## WHAT YOU NEED TO DO
Copy out exactly the stretch of the listing below that begins at the line containing "formatted as [116,136]." and ends at the line containing "formatted as [19,148].", and copy nothing outside it.
━━━ DATA TO USE
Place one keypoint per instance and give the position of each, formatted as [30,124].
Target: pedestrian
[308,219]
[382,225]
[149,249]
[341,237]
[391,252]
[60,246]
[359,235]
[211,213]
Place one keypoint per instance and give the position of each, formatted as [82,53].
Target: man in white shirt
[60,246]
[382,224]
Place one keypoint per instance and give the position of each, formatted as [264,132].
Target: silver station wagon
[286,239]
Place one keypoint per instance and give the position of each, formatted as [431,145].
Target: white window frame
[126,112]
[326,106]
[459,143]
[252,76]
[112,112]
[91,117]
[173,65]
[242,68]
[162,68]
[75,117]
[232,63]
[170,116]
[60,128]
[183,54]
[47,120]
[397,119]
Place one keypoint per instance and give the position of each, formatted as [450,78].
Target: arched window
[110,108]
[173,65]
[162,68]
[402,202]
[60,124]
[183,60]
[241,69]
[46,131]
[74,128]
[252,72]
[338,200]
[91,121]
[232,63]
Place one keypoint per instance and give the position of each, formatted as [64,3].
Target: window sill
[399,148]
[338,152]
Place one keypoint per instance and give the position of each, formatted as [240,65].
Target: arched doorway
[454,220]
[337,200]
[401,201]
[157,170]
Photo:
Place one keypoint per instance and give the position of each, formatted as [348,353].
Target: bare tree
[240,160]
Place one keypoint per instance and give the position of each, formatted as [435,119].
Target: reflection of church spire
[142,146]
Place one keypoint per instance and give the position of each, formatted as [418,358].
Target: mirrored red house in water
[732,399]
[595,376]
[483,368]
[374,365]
━━━━━━
━━━ DATA TO USE
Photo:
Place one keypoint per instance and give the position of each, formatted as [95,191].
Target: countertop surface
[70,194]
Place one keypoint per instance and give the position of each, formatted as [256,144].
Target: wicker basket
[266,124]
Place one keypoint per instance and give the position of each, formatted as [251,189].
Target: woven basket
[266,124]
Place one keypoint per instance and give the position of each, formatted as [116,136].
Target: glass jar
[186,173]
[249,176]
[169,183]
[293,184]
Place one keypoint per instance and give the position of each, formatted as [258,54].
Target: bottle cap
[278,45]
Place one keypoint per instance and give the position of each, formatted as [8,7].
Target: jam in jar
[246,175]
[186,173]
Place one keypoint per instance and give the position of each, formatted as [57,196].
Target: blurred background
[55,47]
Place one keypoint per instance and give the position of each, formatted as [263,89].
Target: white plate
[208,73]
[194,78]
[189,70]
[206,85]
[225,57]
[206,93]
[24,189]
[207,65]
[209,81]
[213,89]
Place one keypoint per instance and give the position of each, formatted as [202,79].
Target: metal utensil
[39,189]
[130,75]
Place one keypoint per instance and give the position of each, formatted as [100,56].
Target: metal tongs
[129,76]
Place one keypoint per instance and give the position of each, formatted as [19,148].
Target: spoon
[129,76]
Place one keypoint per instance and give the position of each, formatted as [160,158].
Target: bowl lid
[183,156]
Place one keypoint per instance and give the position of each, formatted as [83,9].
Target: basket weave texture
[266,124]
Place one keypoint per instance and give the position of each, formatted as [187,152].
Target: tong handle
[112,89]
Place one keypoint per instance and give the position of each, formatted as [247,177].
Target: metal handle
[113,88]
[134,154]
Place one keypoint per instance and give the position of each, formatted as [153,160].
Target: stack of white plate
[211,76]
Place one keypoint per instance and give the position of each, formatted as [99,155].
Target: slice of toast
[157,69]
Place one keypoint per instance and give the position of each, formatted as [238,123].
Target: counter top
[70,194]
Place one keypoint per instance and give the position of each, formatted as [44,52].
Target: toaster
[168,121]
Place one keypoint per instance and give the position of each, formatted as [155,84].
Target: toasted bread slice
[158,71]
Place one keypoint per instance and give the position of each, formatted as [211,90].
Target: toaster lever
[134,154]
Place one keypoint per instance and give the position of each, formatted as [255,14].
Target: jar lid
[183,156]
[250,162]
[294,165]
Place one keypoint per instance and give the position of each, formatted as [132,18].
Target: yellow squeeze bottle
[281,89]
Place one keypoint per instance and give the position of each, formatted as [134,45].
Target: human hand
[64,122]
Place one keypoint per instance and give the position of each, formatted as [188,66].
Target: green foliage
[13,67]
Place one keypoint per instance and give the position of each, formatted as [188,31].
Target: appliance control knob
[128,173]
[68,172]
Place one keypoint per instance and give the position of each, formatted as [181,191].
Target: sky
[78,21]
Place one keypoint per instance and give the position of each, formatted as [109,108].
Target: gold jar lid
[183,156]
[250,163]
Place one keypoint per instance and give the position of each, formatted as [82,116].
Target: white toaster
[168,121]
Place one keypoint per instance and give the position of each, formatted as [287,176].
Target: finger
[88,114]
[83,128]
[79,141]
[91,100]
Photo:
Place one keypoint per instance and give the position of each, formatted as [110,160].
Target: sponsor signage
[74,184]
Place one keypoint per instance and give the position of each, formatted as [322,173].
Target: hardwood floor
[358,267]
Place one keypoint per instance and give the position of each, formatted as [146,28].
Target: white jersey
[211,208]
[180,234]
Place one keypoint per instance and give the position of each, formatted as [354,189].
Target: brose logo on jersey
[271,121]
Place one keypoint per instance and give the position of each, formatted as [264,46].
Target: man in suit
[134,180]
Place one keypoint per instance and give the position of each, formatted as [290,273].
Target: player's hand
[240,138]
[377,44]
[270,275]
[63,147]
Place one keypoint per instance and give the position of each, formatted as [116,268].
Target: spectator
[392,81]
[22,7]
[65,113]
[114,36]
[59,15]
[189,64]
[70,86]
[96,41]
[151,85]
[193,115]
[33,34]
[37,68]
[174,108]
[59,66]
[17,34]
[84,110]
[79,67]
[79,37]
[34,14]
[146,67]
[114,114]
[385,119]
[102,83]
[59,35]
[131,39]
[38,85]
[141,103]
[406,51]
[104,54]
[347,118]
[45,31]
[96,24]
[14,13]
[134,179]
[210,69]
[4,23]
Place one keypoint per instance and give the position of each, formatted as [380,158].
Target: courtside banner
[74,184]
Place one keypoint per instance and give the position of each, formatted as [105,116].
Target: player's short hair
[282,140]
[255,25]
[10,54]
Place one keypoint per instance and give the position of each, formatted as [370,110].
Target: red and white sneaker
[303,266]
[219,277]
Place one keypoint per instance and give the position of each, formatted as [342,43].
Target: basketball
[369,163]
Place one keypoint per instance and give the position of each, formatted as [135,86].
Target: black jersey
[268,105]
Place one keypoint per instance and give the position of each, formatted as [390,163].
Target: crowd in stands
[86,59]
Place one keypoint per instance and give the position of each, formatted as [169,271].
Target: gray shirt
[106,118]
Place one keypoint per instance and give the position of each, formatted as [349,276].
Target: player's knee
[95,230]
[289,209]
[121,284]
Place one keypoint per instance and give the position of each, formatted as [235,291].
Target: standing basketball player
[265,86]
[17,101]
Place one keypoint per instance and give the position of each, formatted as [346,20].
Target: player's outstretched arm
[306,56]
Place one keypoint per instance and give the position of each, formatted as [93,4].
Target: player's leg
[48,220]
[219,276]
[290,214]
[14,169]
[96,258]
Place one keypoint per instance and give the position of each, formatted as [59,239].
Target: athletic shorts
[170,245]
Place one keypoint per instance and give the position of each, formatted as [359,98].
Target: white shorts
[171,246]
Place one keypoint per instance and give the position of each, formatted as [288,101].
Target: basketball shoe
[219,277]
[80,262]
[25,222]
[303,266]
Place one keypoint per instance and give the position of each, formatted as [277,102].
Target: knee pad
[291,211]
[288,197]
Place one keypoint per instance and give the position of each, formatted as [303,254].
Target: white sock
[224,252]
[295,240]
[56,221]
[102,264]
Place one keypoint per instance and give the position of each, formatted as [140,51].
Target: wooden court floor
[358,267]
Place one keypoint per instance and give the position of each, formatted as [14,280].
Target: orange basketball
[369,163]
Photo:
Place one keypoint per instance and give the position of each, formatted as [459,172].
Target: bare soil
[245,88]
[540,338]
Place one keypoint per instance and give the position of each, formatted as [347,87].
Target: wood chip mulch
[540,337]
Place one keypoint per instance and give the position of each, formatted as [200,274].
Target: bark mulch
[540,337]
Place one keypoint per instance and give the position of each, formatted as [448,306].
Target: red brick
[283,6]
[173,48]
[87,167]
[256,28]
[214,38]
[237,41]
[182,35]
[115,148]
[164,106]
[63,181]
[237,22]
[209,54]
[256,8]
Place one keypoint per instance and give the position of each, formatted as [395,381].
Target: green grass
━━━━━━
## REPLY TO THE EXERCISE
Place one keypoint per instance and give the position of each, formatted as [116,136].
Target: glass jar
[186,173]
[249,176]
[169,183]
[293,184]
Place one keypoint per instance and give the position of each, formatted as [258,54].
Target: bottle cap
[278,45]
Place one keypoint per instance and give the position of each, formatted as [8,7].
Target: jam in jar
[246,175]
[186,173]
Place one keypoint per instance and give the position of each, formatted as [57,196].
Target: blurred background
[55,47]
Place one keypoint per instance and give the position of each, formatted as [263,89].
Target: white plate
[208,73]
[194,78]
[189,70]
[206,85]
[225,57]
[206,93]
[24,189]
[207,65]
[209,81]
[213,89]
Place one keypoint per instance and give the position of each, formatted as [202,79].
Target: metal utensil
[39,189]
[130,75]
Place one keypoint per instance and give the position of each, formatted as [100,56].
Target: metal tongs
[129,76]
Place one keypoint per instance and give the position of each, formatted as [19,148].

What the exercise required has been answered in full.